(Task to carry out)
When a line below contains the string "camera", show that line.

Items from a data source:
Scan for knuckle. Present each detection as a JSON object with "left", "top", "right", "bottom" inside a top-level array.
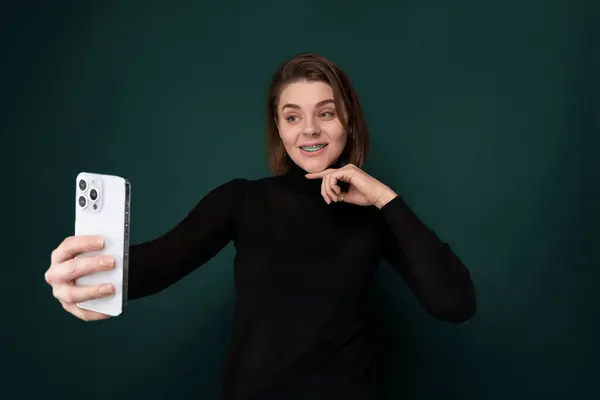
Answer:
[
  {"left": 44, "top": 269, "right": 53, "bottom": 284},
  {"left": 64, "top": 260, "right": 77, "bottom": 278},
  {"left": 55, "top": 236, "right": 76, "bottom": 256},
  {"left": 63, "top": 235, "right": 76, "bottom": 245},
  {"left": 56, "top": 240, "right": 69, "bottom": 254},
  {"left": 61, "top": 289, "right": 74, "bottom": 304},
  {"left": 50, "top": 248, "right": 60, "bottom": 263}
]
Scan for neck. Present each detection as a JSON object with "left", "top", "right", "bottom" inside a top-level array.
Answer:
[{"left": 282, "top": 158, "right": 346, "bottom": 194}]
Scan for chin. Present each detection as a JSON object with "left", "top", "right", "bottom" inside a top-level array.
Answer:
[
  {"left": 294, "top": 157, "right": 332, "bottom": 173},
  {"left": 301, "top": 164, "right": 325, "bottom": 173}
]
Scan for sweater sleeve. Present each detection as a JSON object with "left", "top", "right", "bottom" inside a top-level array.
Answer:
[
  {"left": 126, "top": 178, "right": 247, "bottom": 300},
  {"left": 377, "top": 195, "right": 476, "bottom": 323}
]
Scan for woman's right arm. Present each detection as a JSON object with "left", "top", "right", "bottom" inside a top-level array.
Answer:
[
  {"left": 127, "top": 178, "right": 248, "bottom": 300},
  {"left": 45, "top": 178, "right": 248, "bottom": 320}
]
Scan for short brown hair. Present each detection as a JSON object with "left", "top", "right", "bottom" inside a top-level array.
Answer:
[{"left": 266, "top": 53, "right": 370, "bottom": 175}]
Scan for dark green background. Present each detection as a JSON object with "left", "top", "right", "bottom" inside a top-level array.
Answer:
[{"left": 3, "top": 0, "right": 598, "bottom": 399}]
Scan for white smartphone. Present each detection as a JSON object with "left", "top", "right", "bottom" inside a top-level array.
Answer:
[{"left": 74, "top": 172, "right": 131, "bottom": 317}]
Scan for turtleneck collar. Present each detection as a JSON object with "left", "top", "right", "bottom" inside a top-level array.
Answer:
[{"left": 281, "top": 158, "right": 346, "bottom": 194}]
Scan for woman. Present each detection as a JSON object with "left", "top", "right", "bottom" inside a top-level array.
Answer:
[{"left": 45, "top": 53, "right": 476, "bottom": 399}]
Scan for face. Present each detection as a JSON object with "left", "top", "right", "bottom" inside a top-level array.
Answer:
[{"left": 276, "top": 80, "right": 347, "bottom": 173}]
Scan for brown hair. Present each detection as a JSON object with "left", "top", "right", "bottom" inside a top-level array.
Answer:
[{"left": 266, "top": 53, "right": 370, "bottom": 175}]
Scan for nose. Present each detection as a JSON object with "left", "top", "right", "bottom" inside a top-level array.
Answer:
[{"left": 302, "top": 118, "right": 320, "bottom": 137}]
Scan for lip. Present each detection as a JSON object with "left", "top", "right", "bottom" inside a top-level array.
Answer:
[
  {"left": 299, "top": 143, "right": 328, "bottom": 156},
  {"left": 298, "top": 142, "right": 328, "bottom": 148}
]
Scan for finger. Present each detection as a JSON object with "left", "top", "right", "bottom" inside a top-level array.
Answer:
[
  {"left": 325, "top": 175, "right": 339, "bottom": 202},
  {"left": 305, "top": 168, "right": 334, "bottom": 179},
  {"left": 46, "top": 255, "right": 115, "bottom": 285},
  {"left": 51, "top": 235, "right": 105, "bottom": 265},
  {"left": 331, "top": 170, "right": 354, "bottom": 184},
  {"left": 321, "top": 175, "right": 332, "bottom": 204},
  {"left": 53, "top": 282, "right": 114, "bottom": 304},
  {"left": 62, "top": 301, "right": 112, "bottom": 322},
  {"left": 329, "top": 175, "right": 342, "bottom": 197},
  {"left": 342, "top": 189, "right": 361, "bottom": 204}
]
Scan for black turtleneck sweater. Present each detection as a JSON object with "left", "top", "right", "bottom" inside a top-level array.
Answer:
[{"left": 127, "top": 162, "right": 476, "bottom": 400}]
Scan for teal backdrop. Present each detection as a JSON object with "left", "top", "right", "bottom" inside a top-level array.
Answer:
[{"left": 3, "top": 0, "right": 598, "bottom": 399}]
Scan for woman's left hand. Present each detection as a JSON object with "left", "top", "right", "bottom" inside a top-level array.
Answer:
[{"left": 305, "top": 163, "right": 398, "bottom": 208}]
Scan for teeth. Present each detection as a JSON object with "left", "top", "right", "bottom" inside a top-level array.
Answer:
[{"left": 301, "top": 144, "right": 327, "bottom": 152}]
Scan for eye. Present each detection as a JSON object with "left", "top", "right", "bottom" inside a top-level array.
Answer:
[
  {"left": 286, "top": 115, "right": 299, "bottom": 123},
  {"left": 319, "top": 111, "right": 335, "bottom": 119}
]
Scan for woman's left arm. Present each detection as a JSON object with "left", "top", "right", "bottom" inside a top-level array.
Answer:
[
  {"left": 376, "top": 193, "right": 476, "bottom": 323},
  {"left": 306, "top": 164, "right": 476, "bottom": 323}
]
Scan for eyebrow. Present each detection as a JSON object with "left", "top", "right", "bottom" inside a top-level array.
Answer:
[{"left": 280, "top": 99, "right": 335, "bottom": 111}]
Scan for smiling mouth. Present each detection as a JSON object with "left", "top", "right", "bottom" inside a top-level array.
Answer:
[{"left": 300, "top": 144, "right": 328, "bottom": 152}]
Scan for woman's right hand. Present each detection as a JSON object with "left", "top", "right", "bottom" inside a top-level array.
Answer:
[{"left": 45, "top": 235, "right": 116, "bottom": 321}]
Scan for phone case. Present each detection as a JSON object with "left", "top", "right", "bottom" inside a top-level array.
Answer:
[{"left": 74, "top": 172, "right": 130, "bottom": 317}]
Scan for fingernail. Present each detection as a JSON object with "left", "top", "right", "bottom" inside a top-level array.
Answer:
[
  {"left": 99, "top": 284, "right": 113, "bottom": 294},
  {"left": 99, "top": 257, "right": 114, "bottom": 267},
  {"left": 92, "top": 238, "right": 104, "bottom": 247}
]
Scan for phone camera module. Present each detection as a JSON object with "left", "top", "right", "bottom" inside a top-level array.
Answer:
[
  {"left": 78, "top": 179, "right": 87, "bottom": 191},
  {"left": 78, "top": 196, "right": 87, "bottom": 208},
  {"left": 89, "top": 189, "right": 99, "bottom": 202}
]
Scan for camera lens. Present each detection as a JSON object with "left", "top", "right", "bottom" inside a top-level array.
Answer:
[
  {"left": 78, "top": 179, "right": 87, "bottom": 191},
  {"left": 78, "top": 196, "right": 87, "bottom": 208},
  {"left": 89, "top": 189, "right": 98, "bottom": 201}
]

(Output below)
Scan for phone camera module. Present each detection as a JSON object with "left", "top", "right", "bottom" inside a top-level array.
Scan for camera lens. Present each detection as a JSON object with "left", "top", "right", "bottom" inside a top-level array.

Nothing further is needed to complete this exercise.